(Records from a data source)
+ + + + + + +

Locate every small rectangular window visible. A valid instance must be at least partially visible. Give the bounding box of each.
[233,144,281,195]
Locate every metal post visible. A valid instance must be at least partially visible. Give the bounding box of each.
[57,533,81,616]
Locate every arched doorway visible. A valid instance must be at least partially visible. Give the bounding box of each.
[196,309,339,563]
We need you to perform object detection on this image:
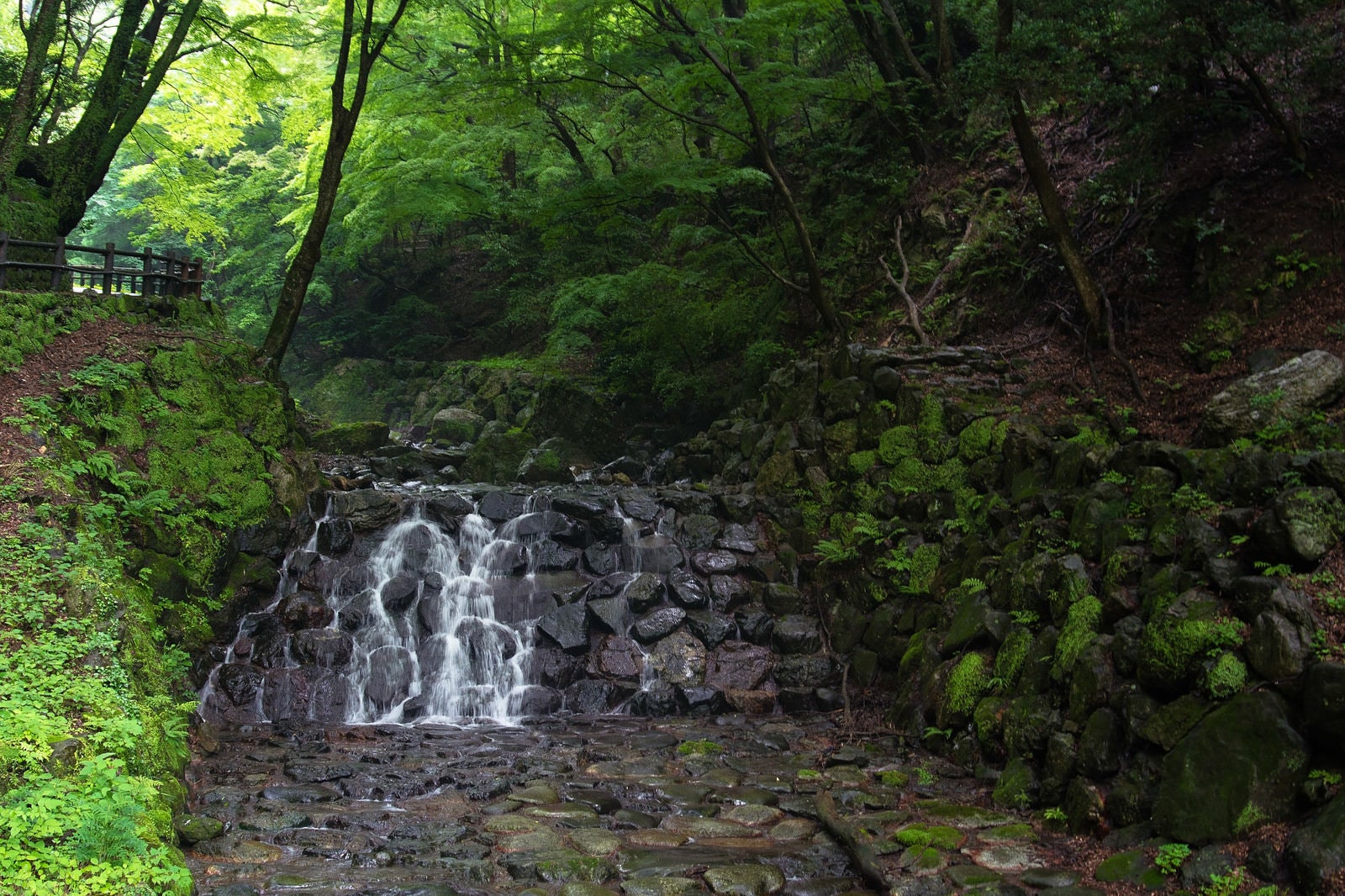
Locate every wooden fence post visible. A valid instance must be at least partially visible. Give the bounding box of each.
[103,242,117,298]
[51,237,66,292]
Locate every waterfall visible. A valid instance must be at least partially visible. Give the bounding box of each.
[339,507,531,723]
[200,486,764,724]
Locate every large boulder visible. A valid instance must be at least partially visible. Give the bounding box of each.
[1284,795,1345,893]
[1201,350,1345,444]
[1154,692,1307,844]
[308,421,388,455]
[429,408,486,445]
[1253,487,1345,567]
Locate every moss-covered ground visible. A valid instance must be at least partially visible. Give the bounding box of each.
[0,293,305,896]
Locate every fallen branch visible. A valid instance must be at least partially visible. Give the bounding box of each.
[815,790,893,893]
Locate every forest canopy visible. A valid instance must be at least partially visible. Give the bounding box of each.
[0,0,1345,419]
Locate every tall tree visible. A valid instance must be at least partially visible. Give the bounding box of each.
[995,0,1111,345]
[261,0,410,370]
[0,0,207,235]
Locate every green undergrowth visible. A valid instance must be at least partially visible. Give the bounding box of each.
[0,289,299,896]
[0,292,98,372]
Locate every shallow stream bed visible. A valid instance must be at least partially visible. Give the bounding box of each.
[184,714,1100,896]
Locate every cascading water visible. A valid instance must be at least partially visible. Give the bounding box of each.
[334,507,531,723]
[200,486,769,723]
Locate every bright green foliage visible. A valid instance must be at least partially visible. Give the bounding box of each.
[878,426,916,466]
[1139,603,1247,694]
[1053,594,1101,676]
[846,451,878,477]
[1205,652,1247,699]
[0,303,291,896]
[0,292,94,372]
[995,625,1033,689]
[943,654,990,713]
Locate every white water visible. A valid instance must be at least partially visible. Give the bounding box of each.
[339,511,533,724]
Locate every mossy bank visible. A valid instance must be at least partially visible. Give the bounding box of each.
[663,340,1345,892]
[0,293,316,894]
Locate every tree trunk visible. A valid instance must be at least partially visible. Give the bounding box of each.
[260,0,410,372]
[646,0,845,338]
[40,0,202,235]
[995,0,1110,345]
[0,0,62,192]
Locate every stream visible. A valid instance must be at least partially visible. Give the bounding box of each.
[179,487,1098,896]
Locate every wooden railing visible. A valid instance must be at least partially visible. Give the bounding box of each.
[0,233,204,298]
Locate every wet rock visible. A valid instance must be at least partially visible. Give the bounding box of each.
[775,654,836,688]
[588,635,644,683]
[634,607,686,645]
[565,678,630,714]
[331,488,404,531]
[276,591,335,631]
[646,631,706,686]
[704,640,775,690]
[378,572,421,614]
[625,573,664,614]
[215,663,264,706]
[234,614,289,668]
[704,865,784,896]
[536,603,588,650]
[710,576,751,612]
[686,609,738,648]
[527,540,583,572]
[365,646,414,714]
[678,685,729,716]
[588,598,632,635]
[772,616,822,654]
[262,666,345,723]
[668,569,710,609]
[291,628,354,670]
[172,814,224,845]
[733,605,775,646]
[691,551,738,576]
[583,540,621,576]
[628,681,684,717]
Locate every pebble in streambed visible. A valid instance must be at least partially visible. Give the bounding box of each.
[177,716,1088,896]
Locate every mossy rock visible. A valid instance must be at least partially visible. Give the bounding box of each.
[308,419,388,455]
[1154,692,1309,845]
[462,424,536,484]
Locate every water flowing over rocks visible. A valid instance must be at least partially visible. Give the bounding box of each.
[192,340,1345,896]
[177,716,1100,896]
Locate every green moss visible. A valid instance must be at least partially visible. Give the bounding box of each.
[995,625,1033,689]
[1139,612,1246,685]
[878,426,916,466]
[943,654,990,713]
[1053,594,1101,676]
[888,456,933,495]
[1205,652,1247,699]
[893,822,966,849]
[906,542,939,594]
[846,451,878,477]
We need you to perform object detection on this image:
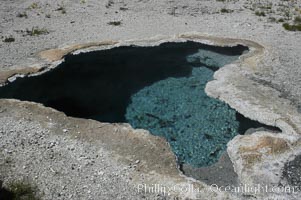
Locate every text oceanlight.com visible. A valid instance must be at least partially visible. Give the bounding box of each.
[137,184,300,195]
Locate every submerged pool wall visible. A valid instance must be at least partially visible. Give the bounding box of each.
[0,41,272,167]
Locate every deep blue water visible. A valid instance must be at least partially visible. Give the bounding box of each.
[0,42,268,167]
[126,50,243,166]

+ + + + + + +

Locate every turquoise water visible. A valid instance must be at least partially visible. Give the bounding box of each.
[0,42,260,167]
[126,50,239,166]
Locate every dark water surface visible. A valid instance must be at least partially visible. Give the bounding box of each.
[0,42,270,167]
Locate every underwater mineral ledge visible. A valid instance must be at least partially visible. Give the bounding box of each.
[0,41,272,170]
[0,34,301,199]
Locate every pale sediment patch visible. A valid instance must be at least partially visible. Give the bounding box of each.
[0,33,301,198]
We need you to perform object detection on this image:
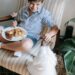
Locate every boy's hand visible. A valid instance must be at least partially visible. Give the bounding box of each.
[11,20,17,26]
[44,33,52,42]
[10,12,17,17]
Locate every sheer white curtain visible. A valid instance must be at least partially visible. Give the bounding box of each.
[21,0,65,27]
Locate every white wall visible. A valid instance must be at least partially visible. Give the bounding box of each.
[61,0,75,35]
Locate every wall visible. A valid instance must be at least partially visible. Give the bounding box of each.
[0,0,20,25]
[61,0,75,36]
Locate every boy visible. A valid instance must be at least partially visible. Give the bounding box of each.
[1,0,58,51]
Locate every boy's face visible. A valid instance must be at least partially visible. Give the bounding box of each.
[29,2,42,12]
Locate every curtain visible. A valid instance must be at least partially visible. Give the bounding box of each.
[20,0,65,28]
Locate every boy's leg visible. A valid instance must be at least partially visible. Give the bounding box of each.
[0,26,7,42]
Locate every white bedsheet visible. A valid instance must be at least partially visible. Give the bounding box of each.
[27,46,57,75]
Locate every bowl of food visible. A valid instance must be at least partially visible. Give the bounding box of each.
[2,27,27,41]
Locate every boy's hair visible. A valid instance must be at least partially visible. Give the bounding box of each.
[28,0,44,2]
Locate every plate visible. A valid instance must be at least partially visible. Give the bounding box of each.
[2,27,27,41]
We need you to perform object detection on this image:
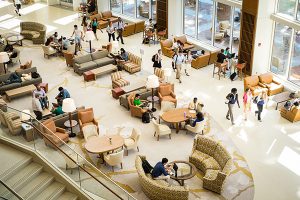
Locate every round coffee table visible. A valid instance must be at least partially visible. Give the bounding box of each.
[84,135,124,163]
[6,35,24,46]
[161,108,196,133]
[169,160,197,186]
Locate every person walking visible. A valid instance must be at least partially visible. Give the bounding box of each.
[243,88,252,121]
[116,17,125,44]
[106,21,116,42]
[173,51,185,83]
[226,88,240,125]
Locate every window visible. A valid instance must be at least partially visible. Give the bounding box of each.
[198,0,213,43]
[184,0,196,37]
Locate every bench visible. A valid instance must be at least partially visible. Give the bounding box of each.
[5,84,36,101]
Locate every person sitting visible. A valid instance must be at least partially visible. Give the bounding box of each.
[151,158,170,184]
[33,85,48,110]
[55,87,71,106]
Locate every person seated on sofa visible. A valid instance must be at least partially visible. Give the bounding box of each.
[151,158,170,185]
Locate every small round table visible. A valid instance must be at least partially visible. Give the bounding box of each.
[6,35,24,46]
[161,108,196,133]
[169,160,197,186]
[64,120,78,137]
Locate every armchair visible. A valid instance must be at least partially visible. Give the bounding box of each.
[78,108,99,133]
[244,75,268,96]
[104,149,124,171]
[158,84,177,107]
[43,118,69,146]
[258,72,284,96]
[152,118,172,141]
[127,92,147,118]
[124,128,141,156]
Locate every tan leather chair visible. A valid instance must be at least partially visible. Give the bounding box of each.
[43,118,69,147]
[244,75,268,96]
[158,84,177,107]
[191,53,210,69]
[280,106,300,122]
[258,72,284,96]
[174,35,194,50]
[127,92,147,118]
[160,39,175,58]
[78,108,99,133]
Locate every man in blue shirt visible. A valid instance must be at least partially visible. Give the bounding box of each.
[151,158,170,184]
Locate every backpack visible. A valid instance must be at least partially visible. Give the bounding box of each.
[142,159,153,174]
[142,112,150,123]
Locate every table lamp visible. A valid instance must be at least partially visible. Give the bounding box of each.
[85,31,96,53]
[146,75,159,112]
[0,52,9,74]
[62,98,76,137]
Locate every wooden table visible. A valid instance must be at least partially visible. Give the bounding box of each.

+ + + + + + +

WHAT NEEDS TO BE DONE:
Format everything from the entry containing "Locate every arched" down to the line containing "[1253,487,1345,567]", both included, as a numbered list with no blank lines. Leave out the pictures.

OUTPUT:
1. Locate every arched doorway visible. A valid instance must be at least partially visible. Give the bounding box of each.
2. [196,309,339,563]
3. We need you to perform object detection on this image:
4. Locate every wooden fence post visible. A valid instance must be at least partially visible. Give the bounding box of each.
5. [103,242,117,298]
6. [51,237,66,292]
7. Locate every waterfall visible. A valid instance must be at least partially visible. Give the bounding box of each.
8. [339,507,531,723]
9. [200,486,764,724]
10. Locate every large boulder visible. A valid instance must be at least partially visible. Give the bounding box of each.
11. [1284,795,1345,893]
12. [1201,350,1345,444]
13. [1154,692,1307,844]
14. [308,421,388,455]
15. [429,408,486,445]
16. [1253,487,1345,567]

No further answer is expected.